_PASSAGE TO READ_
But then I always remember guns. I guess they are my passion I've come to realize. All I read is basically this forum and any other interesting articles I come across. I simply love learning about new designs and all of the mechanics. I love reading about peoples new ideas for their guns and just all of the endless possibilities there are. I've really come to appreciate the art of gun designing and making that design come to be.

So whats it like gunsmiths and store owners? What would I have to do if I ever chose this career? Is it incredibly difficult this day in age?

kmullins
June 7, 2009, 10:37 PM
Good question; I'm also wanting to hear about gunsmithing as a career...

Shane Tuttle
June 7, 2009, 10:56 PM
Moving over to The Smithy....

Slopemeno
June 8, 2009, 12:25 AM
What's it like? Hard.

Seriously. It's a niche business. And on top of that, you're probably going to be self-employed, which raises the difficulty factor. Vacations? How long can you afford to stay closed? Do you want to hunt when everyone wants you in the shop? What type of work do you want to specialize in? Is there a market for that? Is it on the way up or down? What's your back-up specialty? How much equipment can you buy up front? And so on and on....

I worked for a shop that was initially pretty successful, then 1992 hit and the 1911 work evaporated along with our customers incomes. I bailed and built custom paintball stuff for three years, while the guy I had worked for struggled for a while, then had a great run with custom Colt Mustangs. He died bankrupt without health insurance, FWIW.

If it's calling out to you, hey, go for it. But get some small business classes and machine-shop classes in first. You can make more in a lot of other fields.

riggins_83
June 8, 2009, 12:53 AM
The only two tools you need :D

1. Dremel

2. Rubber Mallet

I have a lot of respect for those who go into business for themselves in Smithing but it does seem like a hard career choice and also doesn't pay that well (from what I hear).

trekkie951
June 8, 2009, 06:55 PM
what kind of requirements are there with registering with the government?

I've also heard that it doesn't pay well, but honestly I would rather do something I enjoy and make just enough rather than hate my job and sit on a ton of money.

_TASK DESCRIPTION_
Retype the stretch of the gunsmithing thread from "So whats it" through "it like? Hard.". The items that come next have no connection to the gunsmithing thread.

_EXCERPTED DATA_

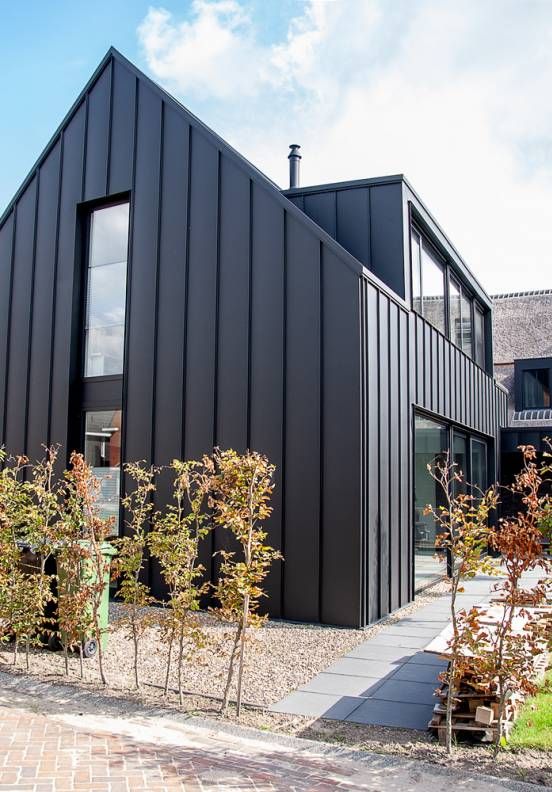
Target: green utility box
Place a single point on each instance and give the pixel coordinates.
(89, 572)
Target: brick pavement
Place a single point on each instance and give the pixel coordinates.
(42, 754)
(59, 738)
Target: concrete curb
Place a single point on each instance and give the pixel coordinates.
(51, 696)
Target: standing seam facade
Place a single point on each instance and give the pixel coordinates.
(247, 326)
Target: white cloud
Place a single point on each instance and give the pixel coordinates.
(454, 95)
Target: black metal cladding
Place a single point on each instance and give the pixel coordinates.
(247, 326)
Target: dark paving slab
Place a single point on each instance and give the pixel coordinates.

_EXERCISE ANSWER_
So whats it like gunsmiths and store owners? What would I have to do if I ever chose this career? Is it incredibly difficult this day in age?

kmullins
June 7, 2009, 10:37 PM
Good question; I'm also wanting to hear about gunsmithing as a career...

Shane Tuttle
June 7, 2009, 10:56 PM
Moving over to The Smithy....

Slopemeno
June 8, 2009, 12:25 AM
What's it like? Hard.